──────── DATA PROVIDED
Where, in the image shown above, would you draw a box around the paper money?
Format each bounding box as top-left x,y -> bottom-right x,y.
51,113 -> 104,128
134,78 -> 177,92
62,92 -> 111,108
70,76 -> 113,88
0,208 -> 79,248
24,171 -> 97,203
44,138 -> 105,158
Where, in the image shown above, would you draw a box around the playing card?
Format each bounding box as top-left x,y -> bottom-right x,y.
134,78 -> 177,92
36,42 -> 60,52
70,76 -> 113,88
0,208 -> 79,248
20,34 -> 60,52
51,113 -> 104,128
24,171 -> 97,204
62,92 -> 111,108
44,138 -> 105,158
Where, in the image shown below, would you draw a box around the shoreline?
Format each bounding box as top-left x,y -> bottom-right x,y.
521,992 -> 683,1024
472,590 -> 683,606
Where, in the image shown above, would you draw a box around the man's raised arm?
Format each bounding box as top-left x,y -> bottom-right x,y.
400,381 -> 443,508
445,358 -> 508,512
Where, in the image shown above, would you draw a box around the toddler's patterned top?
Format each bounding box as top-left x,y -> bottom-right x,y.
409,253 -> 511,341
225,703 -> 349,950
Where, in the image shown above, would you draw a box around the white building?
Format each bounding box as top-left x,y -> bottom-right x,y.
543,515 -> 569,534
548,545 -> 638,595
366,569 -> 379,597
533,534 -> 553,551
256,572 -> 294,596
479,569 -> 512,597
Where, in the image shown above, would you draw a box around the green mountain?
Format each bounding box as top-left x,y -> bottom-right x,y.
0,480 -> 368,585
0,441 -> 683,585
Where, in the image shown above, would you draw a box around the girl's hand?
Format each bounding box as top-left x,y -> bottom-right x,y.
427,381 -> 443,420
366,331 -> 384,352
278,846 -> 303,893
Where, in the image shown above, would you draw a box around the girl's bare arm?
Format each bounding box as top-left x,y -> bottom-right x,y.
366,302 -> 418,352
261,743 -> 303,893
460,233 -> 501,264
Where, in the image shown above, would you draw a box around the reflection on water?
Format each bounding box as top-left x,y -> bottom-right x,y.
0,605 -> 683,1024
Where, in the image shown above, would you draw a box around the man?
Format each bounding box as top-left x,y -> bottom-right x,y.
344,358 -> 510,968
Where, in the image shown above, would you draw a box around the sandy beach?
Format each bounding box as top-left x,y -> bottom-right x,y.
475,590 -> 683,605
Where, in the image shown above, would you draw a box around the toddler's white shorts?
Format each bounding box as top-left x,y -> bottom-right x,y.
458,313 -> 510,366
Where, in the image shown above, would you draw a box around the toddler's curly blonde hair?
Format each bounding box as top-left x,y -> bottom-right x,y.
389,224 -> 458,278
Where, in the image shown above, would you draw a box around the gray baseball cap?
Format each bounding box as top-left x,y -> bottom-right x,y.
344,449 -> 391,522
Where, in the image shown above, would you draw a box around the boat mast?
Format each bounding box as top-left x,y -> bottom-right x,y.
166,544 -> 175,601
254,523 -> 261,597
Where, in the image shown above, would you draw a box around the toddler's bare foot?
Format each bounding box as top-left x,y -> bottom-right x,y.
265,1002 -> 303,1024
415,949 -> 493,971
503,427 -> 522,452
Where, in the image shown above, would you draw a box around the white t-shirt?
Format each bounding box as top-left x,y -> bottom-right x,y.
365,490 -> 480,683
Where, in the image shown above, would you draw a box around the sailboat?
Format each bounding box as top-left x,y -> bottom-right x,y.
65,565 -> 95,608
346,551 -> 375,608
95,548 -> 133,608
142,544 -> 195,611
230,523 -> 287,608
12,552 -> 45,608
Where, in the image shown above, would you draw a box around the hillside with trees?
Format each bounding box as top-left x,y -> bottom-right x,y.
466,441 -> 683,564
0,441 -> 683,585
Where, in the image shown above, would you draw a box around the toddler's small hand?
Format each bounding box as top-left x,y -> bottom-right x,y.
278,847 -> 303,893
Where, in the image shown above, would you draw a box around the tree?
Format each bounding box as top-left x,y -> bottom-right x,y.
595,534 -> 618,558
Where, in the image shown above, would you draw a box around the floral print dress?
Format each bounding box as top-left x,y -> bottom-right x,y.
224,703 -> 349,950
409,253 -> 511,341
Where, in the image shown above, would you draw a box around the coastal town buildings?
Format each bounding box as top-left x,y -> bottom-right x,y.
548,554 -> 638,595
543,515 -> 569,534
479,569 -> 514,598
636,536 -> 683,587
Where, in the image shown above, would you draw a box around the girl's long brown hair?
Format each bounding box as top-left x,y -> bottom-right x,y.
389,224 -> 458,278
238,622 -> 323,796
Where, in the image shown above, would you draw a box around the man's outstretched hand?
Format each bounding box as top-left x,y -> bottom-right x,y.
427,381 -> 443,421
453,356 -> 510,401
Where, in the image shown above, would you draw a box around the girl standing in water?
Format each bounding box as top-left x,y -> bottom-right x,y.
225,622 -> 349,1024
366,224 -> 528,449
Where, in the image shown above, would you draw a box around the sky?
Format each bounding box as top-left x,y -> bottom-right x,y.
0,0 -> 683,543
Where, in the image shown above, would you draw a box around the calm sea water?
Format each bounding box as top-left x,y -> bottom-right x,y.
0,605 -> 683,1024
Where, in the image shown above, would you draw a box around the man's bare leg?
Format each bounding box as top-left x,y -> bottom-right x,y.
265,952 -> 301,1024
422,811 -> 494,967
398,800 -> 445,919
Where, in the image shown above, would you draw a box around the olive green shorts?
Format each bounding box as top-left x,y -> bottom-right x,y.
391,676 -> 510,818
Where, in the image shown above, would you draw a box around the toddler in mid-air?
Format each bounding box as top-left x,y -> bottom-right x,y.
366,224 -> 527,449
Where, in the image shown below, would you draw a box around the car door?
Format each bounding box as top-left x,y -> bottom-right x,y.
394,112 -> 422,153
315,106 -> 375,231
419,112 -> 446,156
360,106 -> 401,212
────────────────
## REQUIREMENTS:
Reproduce every row above verbatim, with no changes to wording, numbers, or punctuation.

## TASK OUTPUT:
Where, in the image shown above, would you draw a box around the paper money?
Format each bounding box as top-left x,y -> bottom-right x,y.
51,113 -> 104,128
134,78 -> 177,92
62,92 -> 111,108
70,76 -> 113,88
0,208 -> 79,248
24,171 -> 97,203
44,138 -> 105,158
Where, in the image shown above, would you draw a box around the playing card?
Format each bounding box as top-left x,y -> bottom-right x,y.
134,78 -> 177,92
36,42 -> 60,52
70,76 -> 113,88
0,208 -> 79,248
20,34 -> 60,52
51,113 -> 104,128
24,171 -> 97,204
62,92 -> 111,108
44,138 -> 105,158
Where, in the image shown below, would you draw a box around the shoreline?
Format each bounding box as top-left x,y -> bottom-right x,y.
521,992 -> 683,1024
472,590 -> 683,606
Where, in the image shown above, would you draw a box around the man's raised arm?
Format each bounding box as top-left x,y -> bottom-right x,y.
400,381 -> 443,508
445,358 -> 508,512
Where, in the image shown above, would you draw a box around the toddler's patterned top?
Format each bounding box as top-left x,y -> bottom-right x,y.
409,253 -> 511,341
225,703 -> 349,950
Where, in the image shown above, would you draw a box around the white building?
Format each bounding box as top-left x,y -> bottom-right x,y.
543,515 -> 569,534
548,545 -> 638,595
366,569 -> 379,597
533,534 -> 553,551
256,572 -> 294,596
479,569 -> 512,597
Where, in the image shown above, would you draw a box around the green mountain?
Format each bounding box as top-left x,y -> bottom-right x,y.
0,480 -> 368,585
0,441 -> 683,585
Where, in the image shown above, would you draw a box around the girl's hand?
Format each bounding box as top-left x,y -> bottom-right x,y.
427,381 -> 443,420
366,331 -> 384,352
278,846 -> 303,893
Where, in the image shown above, would you draw a box around the girl's bare arm?
Format each bounding box as top-left x,y -> bottom-right x,y.
366,302 -> 418,352
261,743 -> 303,893
460,233 -> 501,264
Where, in the image shown above, would you draw a box around the reflection on water?
Format each bounding box as top-left x,y -> bottom-right x,y.
0,605 -> 683,1024
Where, in the image shown above, would you draw a box around the man?
Format each bounding box as top-left x,y -> bottom-right x,y.
344,358 -> 510,968
Where, in the image shown above, would you draw a box around the sandy beach?
Format each bounding box as top-left x,y -> bottom-right x,y.
475,590 -> 683,605
Where, in the image shown above, would you draw a box around the toddler's white shorts?
Format each bounding box as top-left x,y -> bottom-right x,y.
458,313 -> 510,366
Where, in the image shown above, would you draw a box around the toddler's curly blonde hair?
Format each bounding box as top-left x,y -> bottom-right x,y.
389,224 -> 458,278
Where, in the image shown above, would you draw a box around the gray baseball cap?
Format each bounding box as top-left x,y -> bottom-right x,y.
344,449 -> 391,522
Where, in the image shown above, would you draw a box around the boat mast?
Format each bounding box as top-left x,y -> bottom-right x,y.
166,544 -> 175,601
254,523 -> 261,597
Where, in the image shown above, would you draw a box around the toddler's bare foot?
Format each bounding box as top-left x,y -> bottom-right x,y.
265,1002 -> 303,1024
415,949 -> 493,971
503,427 -> 522,452
Where, in the image shown above, would you draw a box around the white t-shirt?
Format each bounding box as top-left x,y -> bottom-right x,y.
365,490 -> 480,683
Where, in the image shown above, would you draw a box around the sailboat?
Format each bounding box as top-left x,y -> bottom-right x,y.
65,565 -> 95,608
346,551 -> 375,608
95,548 -> 133,608
142,544 -> 195,611
230,523 -> 287,608
12,552 -> 45,608
Where, in the image shown above, would you draw a box around the hillside with trees?
Format each bounding box as top-left x,y -> bottom-right x,y.
466,441 -> 683,564
0,441 -> 683,585
Where, in the image shown above, would you draw a box around the toddler's small hand?
Format each bounding box as top-left x,y -> bottom-right x,y.
278,847 -> 303,893
Where, in the image shown above, would you draw a box around the tree?
Format each bounding box as top-left x,y -> bottom-right x,y.
595,534 -> 618,558
Where, in the image shown above, would you draw a box around the floral print dress?
Format each bounding box as top-left x,y -> bottom-right x,y.
224,703 -> 349,950
409,253 -> 511,341
Where, in the image shown above, would you draw a box around the coastal town buildings?
Format each bounding box as top-left x,y -> bottom-right x,y.
548,554 -> 638,595
543,515 -> 569,534
479,569 -> 514,598
636,536 -> 683,587
Where, in the image shown above, would you draw a box around the girl's long brown hair?
Format each bounding box as top-left x,y -> bottom-right x,y.
389,224 -> 458,278
238,622 -> 323,796
Where, in the image shown above, would you draw a box around the man's outstretched hand?
Format each bounding box as top-left x,y -> bottom-right x,y.
427,381 -> 443,421
453,356 -> 510,401
Where, in the image shown above, would you draw a box around the girl standing in water?
Format each bounding box as top-left x,y -> bottom-right x,y.
225,622 -> 349,1024
366,224 -> 528,449
Where, in the image shown above, would you draw a box around the sky?
Format each bounding box as top-left x,y -> bottom-right x,y.
0,0 -> 683,543
Where, in the image shown above, would you draw a box around the calm sea water?
Format each bounding box as top-left x,y -> bottom-right x,y.
0,605 -> 683,1024
Where, in the image shown above, would you draw a box around the man's bare leg?
Format each bounding box as top-left x,y -> bottom-right x,y.
265,952 -> 301,1024
422,811 -> 494,967
398,800 -> 445,919
Where, in the image shown above, would you draw a box around the olive green shorts?
Format each bounding box as top-left x,y -> bottom-right x,y.
391,676 -> 510,818
Where, in the image shown above, would you draw a box around the toddler in mid-air?
Format each bounding box as top-left x,y -> bottom-right x,y.
366,224 -> 527,449
Where, in the image shown below, would you draw a box around the car door?
Format each bounding box as top-left x,y -> bottom-right x,y.
394,112 -> 422,153
315,106 -> 375,231
419,112 -> 446,156
360,106 -> 401,212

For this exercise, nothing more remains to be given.